Document extract:

2. The applicant, who had been granted legal aid, was represented by Mr H. Vana, a lawyer practising in Vienna. The Austrian Government (“the Government”) were represented by their Agent, Ambassador H. Winkler, Head of the International Law Department at the Federal Ministry for Foreign Affairs.
3. The applicant alleged that the residence prohibition of unlimited duration imposed on him amounted to a violation of Article 8 of the Convention.
4. The application was transmitted to the Court on 1 November 1998, when Protocol No. 11 to the Convention came into force (Article 5 § 2 of Protocol No. 11).
5. The application was allocated to the Third Section of the Court (Rule 52 § 1 of the Rules of Court).
6. On 1 November 2001 the Court changed the composition of its Sections (Rule 25 § 1). This case was assigned to the newly composed First Section (Rule 52 § 1). Within that Section, the Chamber that would consider the case (Article 27 § 1 of the Convention) was constituted as provided in Rule 26 § 1.
7. By a decision of 27 March 2003 the Court declared the application admissible.
8. The applicant and the Government each filed observations on the merits (Rule 59 § 1). The Chamber having decided, after consulting the parties, that no hearing on the merits was required (Rule 59 § 3 in fine), the parties replied in writing to each other’s observations.
THE FACTS
THE CIRCUMSTANCES OF THE CASE
9. The applicant was born in Vienna in 1979 and lives at present in Serbia and Montenegro.

(Stored data entries)
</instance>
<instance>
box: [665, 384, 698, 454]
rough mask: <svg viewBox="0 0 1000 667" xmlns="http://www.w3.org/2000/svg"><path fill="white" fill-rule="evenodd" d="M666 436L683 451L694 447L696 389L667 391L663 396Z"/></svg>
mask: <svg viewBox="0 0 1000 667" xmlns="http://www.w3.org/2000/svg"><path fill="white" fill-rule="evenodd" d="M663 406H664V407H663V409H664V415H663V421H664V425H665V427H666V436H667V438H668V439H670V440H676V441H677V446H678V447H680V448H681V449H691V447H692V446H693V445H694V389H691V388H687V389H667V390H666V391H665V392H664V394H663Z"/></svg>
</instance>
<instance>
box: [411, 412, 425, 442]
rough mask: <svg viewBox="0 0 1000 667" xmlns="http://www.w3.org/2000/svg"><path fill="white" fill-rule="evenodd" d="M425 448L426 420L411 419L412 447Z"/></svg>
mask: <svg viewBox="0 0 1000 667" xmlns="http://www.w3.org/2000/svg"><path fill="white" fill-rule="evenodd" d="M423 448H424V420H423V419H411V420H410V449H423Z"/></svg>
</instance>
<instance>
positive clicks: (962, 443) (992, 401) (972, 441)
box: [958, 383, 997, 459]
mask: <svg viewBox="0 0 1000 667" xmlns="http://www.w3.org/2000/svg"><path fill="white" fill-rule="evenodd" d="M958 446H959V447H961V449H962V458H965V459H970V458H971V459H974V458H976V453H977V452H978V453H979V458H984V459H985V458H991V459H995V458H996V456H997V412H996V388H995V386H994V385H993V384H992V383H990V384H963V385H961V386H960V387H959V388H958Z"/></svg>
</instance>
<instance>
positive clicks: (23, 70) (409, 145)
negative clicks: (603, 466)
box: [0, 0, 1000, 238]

Questions to answer:
**a)** Transcribe the court judgment excerpt between "8. The applicant" and "each other’s observations.", inclusive.
**b)** Condense the paragraph of the court judgment excerpt that begins "6. On 1 November 2001 the Court changed," keeping its main facts.
The stored data entries have no connection to the court judgment excerpt.

Answers for each item:
**a)**
8. The applicant and the Government each filed observations on the merits (Rule 59 § 1). The Chamber having decided, after consulting the parties, that no hearing on the merits was required (Rule 59 § 3 in fine), the parties replied in writing to each other’s observations.

**b)** On 1 November 2001 the Court recomposed its Sections (Rule 25 § 1), and the case went to the new First Section (Rule 52 § 1). There, a Chamber was formed under Rule 26 § 1 to consider it (Article 27 § 1 of the Convention).